## Document source
════════════════════

Dans Le manifeste de l’université québécoise: pour une université libre, accessible, démocratique et publique la communauté universitaire québécoise s’unit pour dénoncer d’une même voix la dangereuse dérive que prennent nos universités depuis les dernières années:  projets de loi sur la gouvernance, hausse massive des droits de scolarité, sous-financement public chronique et privatisation grandissante. Bref, nous assistons présentement à une attaque sans précédent contre les principes et les missions qui sous-tendent le rôle des universités québécoises depuis leur fondation. Il faudrait « s’adapter », c’est-à-dire abandonner un système d’éducation public universel, issu d’une mobilisation sociale et politique unique dans l’histoire du Québec.

Les étudiantes, les étudiants, les professeures, les professeurs, les chargées et chargés de cours, les membres du personnel professionnel, technique, administratif et du personnel de métier ainsi que les auxiliaires d’enseignement et de recherche du Québec ne sont pas dupes! L’appel trompeur du gouvernement et de ses « lucides » aux principes d’accessibilité et d’équité cache très mal le projet politique proposé ici: la mise à mort de ce qu’il reste de la mission originelle de nos universités.



L’université québécoise est, depuis plusieurs années déjà, en pleine mutation. Gouvernance, hausse des droits de scolarité, sous-financement, privatisation : nous assis­tons présentement à une attaque sans précédent contre les principes et les missions qui sous-tendent le rôle des universités québécoises depuis leur fondation. Il faudrait « s’adapter », c’est-à-dire abandonner un système d’édu­cation public universel, issu d’une mobilisation sociale et politique unique dans l’histoire du Québec.

════════════════════

## Données fournies
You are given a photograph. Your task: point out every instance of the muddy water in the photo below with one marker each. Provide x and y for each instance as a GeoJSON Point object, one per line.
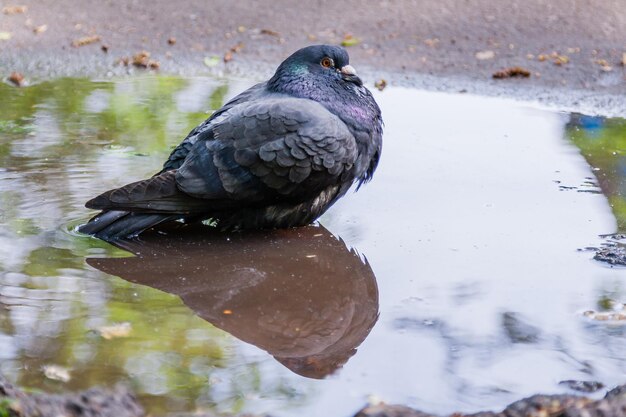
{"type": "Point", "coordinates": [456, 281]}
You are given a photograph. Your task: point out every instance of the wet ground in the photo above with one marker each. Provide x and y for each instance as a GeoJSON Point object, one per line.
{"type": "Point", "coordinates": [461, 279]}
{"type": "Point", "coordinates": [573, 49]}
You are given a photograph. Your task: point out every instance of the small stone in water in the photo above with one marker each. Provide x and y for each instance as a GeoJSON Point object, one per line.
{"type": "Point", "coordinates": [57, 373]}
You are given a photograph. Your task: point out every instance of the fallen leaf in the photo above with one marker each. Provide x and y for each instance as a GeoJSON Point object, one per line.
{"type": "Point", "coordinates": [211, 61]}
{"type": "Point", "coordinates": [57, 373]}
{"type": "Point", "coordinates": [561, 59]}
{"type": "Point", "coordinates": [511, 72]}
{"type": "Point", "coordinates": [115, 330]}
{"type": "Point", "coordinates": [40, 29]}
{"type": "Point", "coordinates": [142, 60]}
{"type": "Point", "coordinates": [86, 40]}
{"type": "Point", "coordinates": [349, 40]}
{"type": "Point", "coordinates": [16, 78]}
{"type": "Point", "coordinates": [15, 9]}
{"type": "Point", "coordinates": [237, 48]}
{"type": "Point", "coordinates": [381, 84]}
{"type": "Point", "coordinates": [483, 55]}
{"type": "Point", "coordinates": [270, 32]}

════════════════════

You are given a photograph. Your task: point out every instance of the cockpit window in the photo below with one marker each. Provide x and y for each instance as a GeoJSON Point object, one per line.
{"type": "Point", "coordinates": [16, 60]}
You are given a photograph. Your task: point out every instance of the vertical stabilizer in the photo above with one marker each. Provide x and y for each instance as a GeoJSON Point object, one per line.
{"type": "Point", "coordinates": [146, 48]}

════════════════════

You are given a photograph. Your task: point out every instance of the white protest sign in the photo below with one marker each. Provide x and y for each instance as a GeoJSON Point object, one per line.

════════════════════

## Consigne écrite 1
Résumez en deux phrases le texte sur l'université québécoise.
## Consigne écrite 2
Extrayez du texte sur l'université québécoise, sans rien modifier, tout le passage qui va de « Les étudiantes, les » jusqu'à « de nos universités. ».

## Réponse complète 1
Dans le manifeste de l'université québécoise, la communauté universitaire du Québec dénonce la dérive des universités ces dernières années : projets de loi sur la gouvernance, hausse massive des droits de scolarité, sous-financement public chronique et privatisation grandissante. Elle y voit une attaque sans précédent contre les principes et les missions de ces établissements depuis leur fondation, puisqu'il faudrait « s'adapter », c'est-à-dire abandonner un système d'éducation public universel issu d'une mobilisation sociale et politique unique dans l'histoire du Québec.

## Réponse complète 2
Les étudiantes, les étudiants, les professeures, les professeurs, les chargées et chargés de cours, les membres du personnel professionnel, technique, administratif et du personnel de métier ainsi que les auxiliaires d’enseignement et de recherche du Québec ne sont pas dupes! L’appel trompeur du gouvernement et de ses « lucides » aux principes d’accessibilité et d’équité cache très mal le projet politique proposé ici: la mise à mort de ce qu’il reste de la mission originelle de nos universités.